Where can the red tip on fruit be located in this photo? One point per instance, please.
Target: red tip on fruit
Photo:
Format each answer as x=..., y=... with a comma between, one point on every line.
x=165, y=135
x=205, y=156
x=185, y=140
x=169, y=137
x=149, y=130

Job:
Go through the entries and repeat each one exactly.

The answer:
Where can the red tip on fruit be located in this photo? One point per instance, please.
Target: red tip on fruit
Photo:
Format each answer as x=..., y=... with a comma between, one point on every line.
x=165, y=135
x=205, y=156
x=185, y=140
x=169, y=137
x=149, y=130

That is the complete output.